STATED EXERCISE:
Look below for the line with "of the forested", and from there restate every line word for word until the entries end.

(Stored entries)
━━━

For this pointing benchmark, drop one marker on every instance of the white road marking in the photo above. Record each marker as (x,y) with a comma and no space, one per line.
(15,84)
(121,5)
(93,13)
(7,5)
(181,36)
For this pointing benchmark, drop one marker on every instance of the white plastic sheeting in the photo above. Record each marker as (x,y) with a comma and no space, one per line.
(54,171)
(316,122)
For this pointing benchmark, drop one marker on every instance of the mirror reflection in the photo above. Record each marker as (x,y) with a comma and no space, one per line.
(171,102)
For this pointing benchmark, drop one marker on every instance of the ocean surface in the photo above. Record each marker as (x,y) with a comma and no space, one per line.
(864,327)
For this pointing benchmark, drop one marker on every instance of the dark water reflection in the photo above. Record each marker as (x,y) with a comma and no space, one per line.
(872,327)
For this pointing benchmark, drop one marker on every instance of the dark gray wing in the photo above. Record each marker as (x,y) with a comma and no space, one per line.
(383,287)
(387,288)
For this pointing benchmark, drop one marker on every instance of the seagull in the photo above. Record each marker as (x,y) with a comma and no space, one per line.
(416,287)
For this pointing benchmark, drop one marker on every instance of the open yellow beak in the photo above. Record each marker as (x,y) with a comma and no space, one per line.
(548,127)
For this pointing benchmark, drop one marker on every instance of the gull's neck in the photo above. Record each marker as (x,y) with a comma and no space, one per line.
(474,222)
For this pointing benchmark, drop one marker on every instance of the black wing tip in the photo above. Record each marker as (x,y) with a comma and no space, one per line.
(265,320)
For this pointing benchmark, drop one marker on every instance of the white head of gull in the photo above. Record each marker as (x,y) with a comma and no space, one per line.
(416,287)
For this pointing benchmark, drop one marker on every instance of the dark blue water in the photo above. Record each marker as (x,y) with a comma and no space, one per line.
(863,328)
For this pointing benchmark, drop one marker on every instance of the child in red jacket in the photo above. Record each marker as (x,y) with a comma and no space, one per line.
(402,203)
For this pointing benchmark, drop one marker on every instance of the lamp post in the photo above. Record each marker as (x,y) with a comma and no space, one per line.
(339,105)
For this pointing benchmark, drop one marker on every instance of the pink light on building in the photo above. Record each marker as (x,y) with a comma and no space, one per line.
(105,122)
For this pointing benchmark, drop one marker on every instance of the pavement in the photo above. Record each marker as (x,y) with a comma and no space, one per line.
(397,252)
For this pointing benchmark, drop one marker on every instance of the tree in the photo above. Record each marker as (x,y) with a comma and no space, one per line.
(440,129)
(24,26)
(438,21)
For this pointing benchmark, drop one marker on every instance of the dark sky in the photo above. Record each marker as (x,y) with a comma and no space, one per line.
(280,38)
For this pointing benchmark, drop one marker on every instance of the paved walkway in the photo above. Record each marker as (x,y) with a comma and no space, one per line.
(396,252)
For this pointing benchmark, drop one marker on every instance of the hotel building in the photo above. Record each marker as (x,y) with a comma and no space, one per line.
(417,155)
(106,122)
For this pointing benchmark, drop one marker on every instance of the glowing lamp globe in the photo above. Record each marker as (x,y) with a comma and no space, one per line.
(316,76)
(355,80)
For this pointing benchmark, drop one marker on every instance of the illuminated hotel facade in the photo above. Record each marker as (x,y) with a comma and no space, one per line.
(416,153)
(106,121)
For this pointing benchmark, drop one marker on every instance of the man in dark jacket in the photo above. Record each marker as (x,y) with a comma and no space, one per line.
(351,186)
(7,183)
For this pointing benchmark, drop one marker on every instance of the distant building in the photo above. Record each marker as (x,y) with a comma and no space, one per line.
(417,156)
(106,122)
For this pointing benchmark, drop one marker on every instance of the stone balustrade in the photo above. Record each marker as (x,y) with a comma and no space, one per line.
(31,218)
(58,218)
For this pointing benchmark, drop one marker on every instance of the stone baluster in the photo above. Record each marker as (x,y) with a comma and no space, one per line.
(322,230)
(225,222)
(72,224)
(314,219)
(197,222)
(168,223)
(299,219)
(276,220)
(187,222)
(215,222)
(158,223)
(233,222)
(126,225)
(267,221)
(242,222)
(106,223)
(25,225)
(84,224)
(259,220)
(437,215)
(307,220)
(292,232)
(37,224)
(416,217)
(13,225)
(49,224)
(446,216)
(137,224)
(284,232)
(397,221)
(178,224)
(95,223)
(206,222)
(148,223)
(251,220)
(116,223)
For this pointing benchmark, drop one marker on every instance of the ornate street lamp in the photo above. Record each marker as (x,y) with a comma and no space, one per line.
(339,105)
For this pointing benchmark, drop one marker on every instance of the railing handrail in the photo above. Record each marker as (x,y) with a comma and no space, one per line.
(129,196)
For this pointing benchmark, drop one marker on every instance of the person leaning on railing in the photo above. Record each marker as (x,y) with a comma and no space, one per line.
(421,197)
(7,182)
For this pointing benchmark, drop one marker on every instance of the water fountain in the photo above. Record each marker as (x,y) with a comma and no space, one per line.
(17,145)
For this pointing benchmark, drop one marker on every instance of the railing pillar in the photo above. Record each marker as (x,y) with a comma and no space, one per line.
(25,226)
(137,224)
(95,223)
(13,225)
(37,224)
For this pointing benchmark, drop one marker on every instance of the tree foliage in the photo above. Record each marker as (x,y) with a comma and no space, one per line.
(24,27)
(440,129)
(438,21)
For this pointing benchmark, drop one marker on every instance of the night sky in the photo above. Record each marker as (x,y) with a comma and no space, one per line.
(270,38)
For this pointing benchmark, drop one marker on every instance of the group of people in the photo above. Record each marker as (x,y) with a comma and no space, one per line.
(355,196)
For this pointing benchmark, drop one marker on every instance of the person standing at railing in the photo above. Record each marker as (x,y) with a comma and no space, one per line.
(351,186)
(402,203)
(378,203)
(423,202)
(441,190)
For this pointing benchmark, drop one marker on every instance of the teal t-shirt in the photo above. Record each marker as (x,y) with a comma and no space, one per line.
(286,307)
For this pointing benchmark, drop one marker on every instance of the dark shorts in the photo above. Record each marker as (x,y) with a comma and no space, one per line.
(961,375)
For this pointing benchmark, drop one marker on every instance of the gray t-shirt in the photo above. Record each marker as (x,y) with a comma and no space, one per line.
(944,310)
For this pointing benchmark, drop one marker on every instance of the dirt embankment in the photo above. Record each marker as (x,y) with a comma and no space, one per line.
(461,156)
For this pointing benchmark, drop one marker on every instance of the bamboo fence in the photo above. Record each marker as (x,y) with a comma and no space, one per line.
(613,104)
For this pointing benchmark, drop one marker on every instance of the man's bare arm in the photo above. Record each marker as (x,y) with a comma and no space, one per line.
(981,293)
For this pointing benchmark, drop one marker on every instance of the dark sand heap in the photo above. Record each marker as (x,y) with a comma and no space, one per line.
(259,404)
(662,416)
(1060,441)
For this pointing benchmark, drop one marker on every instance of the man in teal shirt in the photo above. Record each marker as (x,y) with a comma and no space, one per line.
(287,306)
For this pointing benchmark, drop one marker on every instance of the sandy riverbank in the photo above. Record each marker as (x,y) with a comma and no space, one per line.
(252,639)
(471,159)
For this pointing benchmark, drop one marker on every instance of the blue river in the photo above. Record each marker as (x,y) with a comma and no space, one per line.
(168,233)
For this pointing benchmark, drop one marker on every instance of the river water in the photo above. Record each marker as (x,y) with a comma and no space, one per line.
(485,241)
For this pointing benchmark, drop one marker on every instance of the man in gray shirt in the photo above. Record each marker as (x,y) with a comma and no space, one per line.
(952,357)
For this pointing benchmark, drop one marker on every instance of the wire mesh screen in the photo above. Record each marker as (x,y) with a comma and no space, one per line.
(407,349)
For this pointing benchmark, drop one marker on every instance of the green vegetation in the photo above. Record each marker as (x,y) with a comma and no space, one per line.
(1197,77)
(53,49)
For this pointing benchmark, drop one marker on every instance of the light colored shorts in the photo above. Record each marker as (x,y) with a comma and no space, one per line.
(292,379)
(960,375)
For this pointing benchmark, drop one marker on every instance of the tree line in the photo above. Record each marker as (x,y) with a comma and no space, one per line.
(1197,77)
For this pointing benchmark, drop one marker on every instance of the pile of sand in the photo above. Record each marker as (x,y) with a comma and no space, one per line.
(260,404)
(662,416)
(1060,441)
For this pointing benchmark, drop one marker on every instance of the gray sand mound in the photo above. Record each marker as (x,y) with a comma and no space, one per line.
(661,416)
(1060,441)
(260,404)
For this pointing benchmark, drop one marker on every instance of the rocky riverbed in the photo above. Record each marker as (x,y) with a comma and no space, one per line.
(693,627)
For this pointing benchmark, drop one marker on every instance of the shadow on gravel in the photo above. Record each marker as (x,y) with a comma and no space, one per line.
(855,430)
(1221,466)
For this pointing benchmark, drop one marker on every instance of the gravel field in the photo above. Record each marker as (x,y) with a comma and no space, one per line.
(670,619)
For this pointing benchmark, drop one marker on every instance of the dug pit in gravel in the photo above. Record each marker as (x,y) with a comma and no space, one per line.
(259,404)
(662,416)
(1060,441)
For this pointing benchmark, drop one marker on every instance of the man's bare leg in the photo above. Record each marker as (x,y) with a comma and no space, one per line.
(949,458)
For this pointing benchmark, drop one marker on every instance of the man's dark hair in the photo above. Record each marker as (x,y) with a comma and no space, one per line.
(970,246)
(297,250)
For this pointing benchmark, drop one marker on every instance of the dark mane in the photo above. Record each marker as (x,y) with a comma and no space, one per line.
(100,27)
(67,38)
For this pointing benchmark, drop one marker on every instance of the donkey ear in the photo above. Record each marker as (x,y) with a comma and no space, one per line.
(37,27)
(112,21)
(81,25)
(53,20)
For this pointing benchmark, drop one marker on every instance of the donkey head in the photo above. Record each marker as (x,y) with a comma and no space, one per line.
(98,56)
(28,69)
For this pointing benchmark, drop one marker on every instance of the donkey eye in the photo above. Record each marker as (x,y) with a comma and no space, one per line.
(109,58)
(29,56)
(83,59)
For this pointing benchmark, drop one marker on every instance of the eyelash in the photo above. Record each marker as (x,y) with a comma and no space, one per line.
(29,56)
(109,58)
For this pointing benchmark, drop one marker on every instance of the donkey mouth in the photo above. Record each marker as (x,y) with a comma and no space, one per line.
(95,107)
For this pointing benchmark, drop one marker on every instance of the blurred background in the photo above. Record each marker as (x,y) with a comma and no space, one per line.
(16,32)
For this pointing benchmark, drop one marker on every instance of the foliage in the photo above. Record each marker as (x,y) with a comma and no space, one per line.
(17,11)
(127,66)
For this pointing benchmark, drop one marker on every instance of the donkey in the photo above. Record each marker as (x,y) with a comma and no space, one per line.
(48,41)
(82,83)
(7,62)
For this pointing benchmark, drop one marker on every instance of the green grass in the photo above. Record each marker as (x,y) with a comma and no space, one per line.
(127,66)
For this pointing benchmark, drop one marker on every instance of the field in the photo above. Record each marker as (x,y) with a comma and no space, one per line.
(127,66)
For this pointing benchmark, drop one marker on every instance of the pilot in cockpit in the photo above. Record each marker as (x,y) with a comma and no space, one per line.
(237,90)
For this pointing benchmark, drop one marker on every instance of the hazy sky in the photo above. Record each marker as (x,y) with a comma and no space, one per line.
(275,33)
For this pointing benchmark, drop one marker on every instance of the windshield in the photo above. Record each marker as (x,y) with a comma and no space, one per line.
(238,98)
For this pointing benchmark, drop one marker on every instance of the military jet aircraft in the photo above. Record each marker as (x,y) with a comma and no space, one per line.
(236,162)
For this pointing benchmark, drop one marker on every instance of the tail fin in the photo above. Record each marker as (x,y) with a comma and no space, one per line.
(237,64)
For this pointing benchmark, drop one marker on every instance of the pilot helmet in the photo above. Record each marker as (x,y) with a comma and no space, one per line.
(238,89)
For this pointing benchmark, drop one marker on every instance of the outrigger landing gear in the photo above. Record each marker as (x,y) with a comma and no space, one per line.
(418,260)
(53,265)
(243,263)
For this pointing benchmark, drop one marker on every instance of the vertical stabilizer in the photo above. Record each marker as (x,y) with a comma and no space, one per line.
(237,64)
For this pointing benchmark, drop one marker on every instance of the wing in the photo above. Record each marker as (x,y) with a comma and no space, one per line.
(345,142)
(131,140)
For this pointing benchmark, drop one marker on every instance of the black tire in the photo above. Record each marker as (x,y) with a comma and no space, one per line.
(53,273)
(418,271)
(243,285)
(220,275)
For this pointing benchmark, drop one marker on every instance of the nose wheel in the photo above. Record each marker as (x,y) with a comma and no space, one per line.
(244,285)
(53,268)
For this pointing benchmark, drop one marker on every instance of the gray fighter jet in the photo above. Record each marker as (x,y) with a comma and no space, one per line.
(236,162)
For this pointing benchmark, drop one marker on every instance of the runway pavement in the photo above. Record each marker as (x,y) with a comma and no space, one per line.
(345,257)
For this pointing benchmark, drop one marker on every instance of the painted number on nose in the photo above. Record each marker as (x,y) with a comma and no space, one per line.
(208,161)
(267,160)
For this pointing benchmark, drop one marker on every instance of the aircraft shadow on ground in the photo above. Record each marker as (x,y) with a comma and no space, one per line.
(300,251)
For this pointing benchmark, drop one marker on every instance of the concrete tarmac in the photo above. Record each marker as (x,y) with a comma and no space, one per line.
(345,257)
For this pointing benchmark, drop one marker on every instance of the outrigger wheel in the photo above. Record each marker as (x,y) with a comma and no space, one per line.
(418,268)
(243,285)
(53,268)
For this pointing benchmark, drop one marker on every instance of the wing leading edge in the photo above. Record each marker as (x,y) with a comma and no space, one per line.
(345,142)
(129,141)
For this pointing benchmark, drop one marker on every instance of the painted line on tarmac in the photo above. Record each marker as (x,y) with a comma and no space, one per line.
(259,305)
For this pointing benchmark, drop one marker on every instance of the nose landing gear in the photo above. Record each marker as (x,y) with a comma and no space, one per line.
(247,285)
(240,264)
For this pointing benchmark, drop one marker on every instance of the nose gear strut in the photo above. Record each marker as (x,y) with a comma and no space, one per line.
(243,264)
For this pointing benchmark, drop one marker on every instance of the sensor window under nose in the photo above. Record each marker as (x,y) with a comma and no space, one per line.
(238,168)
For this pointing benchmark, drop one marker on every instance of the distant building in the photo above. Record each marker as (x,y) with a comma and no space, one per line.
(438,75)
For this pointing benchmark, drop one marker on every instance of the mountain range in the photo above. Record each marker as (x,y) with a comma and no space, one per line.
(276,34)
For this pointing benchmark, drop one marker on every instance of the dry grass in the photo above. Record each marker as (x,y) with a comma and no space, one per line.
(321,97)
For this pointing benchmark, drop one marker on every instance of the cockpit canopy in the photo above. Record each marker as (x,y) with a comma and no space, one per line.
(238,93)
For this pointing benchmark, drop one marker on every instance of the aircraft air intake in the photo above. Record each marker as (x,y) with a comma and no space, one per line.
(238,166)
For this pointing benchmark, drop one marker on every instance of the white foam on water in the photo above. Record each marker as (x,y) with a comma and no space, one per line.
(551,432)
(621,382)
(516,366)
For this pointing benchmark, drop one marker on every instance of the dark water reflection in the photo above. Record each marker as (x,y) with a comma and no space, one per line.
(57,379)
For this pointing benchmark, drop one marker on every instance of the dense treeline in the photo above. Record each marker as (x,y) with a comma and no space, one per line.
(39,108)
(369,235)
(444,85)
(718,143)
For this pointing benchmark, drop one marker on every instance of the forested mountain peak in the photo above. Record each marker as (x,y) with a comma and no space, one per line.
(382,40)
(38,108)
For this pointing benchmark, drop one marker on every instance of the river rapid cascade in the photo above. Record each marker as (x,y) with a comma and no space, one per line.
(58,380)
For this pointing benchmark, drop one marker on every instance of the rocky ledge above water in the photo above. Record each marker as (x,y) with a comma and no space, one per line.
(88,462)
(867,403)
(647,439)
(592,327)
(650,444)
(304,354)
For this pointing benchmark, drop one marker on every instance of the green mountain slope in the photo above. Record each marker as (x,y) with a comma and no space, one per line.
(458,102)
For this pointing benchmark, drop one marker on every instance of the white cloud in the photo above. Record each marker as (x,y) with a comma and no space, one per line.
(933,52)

━━━

ANSWER TO THIS PROBLEM:
For this pointing benchmark, drop one marker on every instance of the forested mountain peak in the photo above. Record each marker as (x,y) with a comma and no space, one per line.
(382,40)
(38,108)
For this pointing benchmark, drop one marker on every instance of the river rapid cascade in the photo above. Record each marker as (x,y) with a comma and no space, one per line.
(58,380)
For this pointing benchmark, drop one marker on every instance of the rocky ledge above water in the photo above. Record each marker as (x,y) with a comma and no space, one per line.
(88,462)
(867,403)
(647,439)
(592,327)
(650,444)
(304,354)
For this pointing benchmark, drop one marker on every instance of the green mountain slope in the photo above. Record each marker as (x,y) with a comma and no space, one per line.
(458,102)
For this pointing benchmark, drop one marker on every instance of the white cloud in the photo above. Record each marker as (x,y) with a comma and no space, one per line.
(933,52)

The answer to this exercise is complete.